■ What you will do:
(1) From the planarity text, list each utility that the houses in the six-node example must be connected to.
(2) Carry on the planarity text from its last sentence.

* begin Document excerpt *

Take note of these Computational Thinking elements of Planarity.
Solving this problem has an important real-world application. When engineers create a circuit or a computer chip, they have to figure out how to best lay out the components so that the necessary connections can be joined without having those connections cross over each other.
A graph is a collection of nodes (vertices) and lines (edges), where each edge connects two vertices. This is a different meaning for the other kinds of graphs that you learned at school, and draw in a Spreadsheet.
Not all graphs can be embedded in a plane (i.e. drawn on a piece of paper, without any lines crossing). Graphs that can be drawn on a plane without any lines crossing are called planar.
So this program only generates random graphs that are solvable. One of the most simple graphs that cannot be planarized has just 6 nodes: 3 houses, and 3 utility supply substations for electricity, water and gas. It is impossible to connect each house to each utility without getting at least one line crossing another. (You can even curve or squiggle your lines - it cannot be done!) See the diagram of some planar and non-planar graphs at http://en.wikipedia.org/wiki/Planar_graph
Some problems are really difficult to solve, but once you have a solution, the solution is very easy to check. One particular family of problems which are "hard-to-solve / easy-to-check" are called the NP Complete problems. Finding a planarization of a graph (what this game asks you to do) is one of these.

* end Document excerpt *
* begin Entries shown *

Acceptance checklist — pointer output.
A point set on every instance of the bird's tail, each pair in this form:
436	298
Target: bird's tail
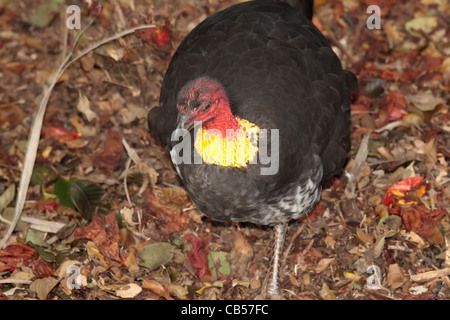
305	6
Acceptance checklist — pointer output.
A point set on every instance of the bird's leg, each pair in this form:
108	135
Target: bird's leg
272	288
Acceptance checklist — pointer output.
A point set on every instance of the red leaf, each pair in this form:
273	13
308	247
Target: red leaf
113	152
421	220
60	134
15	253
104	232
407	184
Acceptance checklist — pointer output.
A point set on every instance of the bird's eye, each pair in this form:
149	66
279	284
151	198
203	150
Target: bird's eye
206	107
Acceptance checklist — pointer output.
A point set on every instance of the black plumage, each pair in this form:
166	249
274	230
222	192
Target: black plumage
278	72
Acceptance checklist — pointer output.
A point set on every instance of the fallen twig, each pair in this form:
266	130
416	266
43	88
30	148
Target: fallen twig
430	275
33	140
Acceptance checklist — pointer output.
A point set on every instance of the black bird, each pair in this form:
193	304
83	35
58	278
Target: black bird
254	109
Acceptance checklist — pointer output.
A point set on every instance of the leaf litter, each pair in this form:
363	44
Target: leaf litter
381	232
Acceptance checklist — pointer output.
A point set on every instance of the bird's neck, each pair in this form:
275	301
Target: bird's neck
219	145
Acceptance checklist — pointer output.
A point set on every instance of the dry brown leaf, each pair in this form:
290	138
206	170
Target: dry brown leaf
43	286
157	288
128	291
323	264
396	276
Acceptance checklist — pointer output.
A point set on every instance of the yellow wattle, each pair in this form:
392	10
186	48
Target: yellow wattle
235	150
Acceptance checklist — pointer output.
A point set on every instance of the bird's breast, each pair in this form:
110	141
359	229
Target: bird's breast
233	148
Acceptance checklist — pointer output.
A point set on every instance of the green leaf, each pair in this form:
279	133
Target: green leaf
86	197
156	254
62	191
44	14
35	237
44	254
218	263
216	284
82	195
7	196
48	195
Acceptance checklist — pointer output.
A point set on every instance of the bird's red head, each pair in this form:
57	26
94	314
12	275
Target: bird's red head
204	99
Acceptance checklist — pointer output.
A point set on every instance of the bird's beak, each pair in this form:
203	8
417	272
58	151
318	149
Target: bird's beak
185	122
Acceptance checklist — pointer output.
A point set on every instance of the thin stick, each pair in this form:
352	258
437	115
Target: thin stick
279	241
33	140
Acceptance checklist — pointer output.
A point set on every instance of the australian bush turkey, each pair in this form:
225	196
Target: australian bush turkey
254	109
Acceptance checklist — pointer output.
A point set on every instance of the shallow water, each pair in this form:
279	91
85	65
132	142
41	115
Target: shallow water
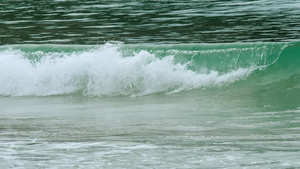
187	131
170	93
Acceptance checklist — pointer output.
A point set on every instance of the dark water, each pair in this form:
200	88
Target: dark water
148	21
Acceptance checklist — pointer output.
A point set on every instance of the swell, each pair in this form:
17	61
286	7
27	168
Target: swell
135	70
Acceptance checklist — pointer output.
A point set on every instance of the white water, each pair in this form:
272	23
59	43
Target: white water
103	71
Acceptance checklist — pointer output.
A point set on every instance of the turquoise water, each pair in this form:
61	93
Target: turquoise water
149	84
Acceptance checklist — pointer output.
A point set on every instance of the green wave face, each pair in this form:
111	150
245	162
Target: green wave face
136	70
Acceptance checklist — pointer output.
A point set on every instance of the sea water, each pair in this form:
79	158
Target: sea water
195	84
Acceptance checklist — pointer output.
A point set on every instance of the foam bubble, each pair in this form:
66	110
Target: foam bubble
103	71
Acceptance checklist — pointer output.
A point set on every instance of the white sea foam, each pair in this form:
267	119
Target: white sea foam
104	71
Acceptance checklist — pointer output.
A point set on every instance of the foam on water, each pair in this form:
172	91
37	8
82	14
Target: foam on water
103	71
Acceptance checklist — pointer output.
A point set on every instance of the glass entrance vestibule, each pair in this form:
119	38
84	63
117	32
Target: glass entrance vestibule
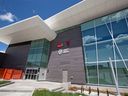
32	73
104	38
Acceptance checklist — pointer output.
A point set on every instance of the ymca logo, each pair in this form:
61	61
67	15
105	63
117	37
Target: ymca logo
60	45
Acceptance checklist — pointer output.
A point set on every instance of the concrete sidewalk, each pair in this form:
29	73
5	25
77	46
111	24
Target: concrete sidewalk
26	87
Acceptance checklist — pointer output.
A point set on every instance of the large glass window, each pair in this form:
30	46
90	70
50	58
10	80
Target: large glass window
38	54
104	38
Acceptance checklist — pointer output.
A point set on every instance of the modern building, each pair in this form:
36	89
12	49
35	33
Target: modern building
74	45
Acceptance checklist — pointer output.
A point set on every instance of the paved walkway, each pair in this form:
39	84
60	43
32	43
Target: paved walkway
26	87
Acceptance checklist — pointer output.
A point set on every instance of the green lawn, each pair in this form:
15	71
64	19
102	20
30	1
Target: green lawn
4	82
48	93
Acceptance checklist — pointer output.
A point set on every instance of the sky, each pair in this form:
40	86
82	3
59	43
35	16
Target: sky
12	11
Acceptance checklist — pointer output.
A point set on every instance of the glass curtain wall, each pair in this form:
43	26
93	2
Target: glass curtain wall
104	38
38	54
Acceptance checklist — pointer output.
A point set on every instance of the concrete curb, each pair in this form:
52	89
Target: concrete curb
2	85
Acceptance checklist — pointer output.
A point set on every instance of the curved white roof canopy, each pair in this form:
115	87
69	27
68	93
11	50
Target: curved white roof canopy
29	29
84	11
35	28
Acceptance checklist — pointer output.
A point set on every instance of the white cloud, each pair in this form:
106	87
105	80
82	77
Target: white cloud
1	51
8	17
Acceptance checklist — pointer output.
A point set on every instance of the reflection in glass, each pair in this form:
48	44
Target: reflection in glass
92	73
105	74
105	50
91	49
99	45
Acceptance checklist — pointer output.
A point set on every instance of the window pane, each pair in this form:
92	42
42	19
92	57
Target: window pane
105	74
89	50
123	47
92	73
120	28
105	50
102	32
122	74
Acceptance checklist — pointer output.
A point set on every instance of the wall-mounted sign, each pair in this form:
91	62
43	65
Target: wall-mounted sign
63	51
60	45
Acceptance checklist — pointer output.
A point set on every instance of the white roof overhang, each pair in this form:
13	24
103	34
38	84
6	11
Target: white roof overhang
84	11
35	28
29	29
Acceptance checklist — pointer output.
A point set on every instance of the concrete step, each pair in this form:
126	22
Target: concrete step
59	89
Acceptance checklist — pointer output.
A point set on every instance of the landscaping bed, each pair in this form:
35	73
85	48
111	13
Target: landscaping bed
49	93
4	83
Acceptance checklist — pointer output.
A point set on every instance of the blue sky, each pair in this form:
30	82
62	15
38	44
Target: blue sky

* end Entries shown *

■ Results:
(1) electricity, water, gas

(2)
Although there are algorithms for solving this problem, they're difficult, and take too long to calculate. In cases like this we often look for some "rules of thumb" that will "probably" help get you closer to a solution. (The technical name for a rule of thumb is a "heuristic".) What step-by-step advice would you give a friend who wanted to know how you approached untangling these graphs?
There is an interesting relationship between the level of the game, and the the number of nodes in the graph that is generated. So at level 1, we always get 6 nodes. Level 2 gives 10 nodes ... (and you can count the others yourself.) Find a formula to calculate how many nodes a puzzle at level N will have.
Go back and count the edges of the graph at different levels. Find a formula to calculate how many nodes a puzzle at level N will have.
This game is popular on the internet. Check out thesee two videos of people solving really tough planarity problems:
Solving level 19. What is really interesting here is his algorithm. He leaves the "unhandled" nodes in the outer ring. Then he builds a "necklace" of nodes on the next innermost ring, and then another ring inside that, etc.